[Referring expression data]
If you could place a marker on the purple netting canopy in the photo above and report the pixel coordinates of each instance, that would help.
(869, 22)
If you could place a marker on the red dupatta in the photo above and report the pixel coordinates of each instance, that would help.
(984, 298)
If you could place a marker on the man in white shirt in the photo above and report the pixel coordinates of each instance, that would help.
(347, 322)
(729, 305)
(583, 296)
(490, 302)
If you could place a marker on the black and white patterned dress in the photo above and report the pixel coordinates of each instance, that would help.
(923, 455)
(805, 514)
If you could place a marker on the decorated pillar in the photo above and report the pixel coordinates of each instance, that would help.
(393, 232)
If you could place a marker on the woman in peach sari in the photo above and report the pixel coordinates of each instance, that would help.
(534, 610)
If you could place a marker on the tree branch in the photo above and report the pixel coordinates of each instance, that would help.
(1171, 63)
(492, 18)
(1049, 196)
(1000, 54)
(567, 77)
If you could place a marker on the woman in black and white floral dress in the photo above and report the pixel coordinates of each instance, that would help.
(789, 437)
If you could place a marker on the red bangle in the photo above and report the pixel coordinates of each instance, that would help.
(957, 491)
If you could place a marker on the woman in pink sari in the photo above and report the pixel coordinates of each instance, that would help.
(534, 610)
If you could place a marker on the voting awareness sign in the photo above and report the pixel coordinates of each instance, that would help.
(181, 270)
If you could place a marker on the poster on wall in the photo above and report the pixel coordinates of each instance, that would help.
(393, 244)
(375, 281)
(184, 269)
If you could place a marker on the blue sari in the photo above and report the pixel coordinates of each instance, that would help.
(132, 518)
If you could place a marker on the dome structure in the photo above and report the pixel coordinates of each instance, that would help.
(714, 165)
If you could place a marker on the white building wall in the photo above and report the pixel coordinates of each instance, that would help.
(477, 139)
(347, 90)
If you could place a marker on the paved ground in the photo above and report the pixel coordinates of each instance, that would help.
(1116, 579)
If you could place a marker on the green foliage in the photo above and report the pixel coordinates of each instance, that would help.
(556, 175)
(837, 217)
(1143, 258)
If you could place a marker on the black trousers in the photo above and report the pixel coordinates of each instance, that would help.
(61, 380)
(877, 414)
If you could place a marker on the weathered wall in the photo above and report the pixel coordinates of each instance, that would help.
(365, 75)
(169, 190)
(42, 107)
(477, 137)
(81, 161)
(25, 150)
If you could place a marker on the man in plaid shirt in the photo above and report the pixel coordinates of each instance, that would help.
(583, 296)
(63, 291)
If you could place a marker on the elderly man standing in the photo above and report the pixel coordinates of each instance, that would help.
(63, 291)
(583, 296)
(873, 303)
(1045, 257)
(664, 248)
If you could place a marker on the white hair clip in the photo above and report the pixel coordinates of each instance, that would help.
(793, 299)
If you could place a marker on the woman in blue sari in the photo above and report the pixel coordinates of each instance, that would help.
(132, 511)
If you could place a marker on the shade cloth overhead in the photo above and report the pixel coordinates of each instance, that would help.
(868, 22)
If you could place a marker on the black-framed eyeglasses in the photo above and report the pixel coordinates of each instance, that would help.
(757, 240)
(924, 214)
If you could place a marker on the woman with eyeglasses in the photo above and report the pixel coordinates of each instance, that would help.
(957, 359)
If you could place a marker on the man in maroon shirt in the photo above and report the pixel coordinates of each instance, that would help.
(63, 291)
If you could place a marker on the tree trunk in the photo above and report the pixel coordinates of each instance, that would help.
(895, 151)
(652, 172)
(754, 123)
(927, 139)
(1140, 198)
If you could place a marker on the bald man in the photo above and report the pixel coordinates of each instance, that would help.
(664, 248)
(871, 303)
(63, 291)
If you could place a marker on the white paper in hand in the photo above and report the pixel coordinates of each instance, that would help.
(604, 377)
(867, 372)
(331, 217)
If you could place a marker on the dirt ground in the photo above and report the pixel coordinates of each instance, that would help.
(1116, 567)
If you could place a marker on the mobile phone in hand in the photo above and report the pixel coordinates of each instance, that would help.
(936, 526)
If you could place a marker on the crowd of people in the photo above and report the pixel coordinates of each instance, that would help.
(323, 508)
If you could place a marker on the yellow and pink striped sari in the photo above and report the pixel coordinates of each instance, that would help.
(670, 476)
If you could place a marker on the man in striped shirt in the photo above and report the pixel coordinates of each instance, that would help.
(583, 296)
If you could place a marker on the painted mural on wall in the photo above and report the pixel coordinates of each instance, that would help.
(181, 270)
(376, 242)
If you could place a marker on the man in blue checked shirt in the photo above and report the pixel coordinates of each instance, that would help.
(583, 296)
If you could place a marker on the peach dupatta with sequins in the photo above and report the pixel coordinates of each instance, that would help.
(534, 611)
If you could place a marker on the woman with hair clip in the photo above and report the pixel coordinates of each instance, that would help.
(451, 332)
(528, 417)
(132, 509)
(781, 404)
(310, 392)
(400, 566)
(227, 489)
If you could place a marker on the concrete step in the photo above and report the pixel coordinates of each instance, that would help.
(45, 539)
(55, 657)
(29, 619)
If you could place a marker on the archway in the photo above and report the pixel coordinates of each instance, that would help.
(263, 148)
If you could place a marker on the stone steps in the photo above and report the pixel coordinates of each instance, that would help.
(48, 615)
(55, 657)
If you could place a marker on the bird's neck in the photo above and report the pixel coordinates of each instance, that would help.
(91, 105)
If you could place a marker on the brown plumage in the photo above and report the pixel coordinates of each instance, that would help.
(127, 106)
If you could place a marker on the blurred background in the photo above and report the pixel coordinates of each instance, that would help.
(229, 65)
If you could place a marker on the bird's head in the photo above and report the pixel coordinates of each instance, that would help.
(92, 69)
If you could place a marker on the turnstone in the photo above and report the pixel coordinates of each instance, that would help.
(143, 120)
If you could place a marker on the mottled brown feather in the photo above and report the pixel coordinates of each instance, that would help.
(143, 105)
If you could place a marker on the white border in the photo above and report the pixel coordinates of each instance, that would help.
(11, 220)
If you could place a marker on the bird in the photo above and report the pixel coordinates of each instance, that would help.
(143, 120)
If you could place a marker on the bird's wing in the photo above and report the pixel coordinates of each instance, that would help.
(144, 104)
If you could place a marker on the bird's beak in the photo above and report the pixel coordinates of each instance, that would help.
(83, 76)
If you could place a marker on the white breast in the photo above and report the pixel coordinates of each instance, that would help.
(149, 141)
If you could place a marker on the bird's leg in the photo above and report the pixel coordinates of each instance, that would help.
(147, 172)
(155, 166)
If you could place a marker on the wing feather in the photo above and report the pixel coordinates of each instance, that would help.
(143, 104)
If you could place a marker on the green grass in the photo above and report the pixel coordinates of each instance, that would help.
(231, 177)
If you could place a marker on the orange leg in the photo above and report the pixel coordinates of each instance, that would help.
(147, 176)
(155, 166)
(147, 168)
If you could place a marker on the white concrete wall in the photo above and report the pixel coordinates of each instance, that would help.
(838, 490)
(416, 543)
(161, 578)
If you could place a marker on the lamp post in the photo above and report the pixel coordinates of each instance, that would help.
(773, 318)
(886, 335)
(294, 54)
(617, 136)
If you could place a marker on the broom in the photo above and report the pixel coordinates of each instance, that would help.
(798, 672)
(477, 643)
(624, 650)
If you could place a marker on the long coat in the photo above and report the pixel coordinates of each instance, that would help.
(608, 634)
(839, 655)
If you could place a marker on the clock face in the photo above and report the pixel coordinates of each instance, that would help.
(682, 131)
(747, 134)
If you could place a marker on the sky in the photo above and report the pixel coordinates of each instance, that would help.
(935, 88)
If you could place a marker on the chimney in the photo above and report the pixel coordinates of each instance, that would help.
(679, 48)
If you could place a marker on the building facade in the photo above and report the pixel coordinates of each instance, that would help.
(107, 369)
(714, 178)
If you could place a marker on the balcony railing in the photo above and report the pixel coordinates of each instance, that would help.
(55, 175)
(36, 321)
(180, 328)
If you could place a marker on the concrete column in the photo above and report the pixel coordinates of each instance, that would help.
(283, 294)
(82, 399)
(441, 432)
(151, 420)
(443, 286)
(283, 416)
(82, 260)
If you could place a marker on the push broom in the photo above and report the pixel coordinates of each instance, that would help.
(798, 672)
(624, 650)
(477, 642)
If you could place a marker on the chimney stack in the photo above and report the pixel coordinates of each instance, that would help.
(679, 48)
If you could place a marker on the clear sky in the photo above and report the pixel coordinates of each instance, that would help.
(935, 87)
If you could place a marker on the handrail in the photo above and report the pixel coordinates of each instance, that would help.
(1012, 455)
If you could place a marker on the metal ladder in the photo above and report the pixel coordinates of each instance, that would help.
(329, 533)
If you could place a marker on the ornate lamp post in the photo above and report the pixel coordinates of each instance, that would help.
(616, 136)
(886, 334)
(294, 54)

How to complete this task - Quote only the lines from the one containing "If you could place a marker on the push" through the final line of the records, with both ends included.

Expected answer -
If you could place a marker on the push broom in the photo above and report the pixel coordinates of each instance, that would help.
(798, 672)
(624, 650)
(477, 642)
If you could place a marker on the chimney stack in the photo above and report the pixel coordinates of each instance, that would help.
(679, 48)
If you could place a marker on the clear sky in the photo above and report the pixel coordinates of each instance, that would help.
(935, 87)
If you could place a marker on the handrail in the photo above and report the pixel coordinates of each instance, that would help.
(1012, 455)
If you could place a marker on the metal ladder in the photo above and report the pixel coordinates of each instance, that would help.
(329, 533)
If you could place a marker on the ornate lamp post in the photo above and report the pixel coordinates of each instance, that would help.
(616, 136)
(886, 334)
(294, 54)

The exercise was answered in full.